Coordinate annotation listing
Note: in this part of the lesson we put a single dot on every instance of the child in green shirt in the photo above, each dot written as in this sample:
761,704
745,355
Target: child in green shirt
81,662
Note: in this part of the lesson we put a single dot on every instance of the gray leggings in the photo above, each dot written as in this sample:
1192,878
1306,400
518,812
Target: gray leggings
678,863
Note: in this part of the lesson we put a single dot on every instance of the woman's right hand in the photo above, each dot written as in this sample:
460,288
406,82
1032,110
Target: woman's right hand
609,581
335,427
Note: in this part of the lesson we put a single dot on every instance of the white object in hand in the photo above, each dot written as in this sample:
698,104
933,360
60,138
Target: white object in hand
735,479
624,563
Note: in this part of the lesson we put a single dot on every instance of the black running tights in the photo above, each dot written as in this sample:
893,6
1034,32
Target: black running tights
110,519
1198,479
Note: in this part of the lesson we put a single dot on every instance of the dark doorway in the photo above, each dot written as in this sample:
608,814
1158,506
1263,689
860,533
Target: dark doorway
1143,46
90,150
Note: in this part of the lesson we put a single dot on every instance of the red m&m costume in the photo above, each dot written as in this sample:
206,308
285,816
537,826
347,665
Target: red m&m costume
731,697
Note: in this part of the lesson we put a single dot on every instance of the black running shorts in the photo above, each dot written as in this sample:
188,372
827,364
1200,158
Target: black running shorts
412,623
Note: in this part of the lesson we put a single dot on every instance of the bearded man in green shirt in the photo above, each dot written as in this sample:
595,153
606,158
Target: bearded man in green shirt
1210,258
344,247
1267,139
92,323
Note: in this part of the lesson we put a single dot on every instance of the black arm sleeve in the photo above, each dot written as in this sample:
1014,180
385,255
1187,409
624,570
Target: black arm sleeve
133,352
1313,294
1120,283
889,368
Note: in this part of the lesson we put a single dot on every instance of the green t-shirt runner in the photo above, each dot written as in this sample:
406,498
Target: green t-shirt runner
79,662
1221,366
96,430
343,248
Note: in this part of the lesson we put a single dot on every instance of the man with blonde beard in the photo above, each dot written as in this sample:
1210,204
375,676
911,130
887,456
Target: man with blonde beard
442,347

REQUIRED TASK: Could you return every line of the listing above, word for word and unchanged?

COMPLETE RESPONSE:
Note: in this part of the lesson we put a single dot on every instance of the child in green shirt in the photo above, each dot written as in this sample:
761,704
745,355
Target: child in green shirt
81,662
Note: in this part of the lesson we put a single dot on every instance of the gray leggings in the photo above, each dot written as in this sample:
1192,878
1306,400
518,812
Target: gray leggings
678,863
Note: in this part of the lesson we put a single dot on every instance of the woman's right hand in the photo above, each dot written as in this sample:
460,288
406,82
1032,110
Target: woman's right hand
609,581
335,427
Note: in this part of the lesson we put a single dot on every instance of the white object in hand in the photo above, each dot written as in this sample:
698,104
933,360
60,138
Target: white object in hand
735,479
624,563
Note: in this part of the lesson we put a single dot on every instance of the black running tights in the photo above, each dot written as in this sample:
893,6
1034,32
Target: black running tights
110,519
1198,479
Note: in this part of the lesson we put a single dot on every instance of the dark doorway in the photo above, each dot written as in this sample:
608,814
1158,506
1263,689
860,533
Target: dark doorway
1143,46
90,150
Note: in this part of the lesson we put a single dot on every instance of the red m&m costume in the photo above, each dot written as in this sample:
206,308
285,816
537,826
347,665
Target: red m&m costume
731,697
Note: in this part of the lesson we put a single dot on every instance of the black running shorts in the photo above, each dot written as in this sample:
188,372
827,364
1200,158
Target: black running shorts
412,623
Note: in this part of the lesson we put a single dot on every instance of the bearded man in green shirt in the photo above, each dot written as in this sample:
595,153
606,158
Target: bearded man in green shirt
1210,258
344,247
1267,139
92,323
Note: in this part of the lesson we put a single dot on every instance of the black arm sleeve in the photo above, each dot written as in this sample:
1014,180
385,255
1187,409
624,570
Target: black arm sleeve
133,352
1313,294
1120,283
889,368
Note: in this part of the lesson we put a single dot on every instance of the green t-shirt runner in the photo above, each dot written as in this sample:
406,498
Target: green t-shirt runner
79,662
1221,366
96,430
343,248
Note: in this part of the lesson we put a single dot on every instance of the man with blonde beard in the photo above, each dot written as in this sample:
1210,204
375,676
911,130
887,456
Target: man with blonde beard
442,347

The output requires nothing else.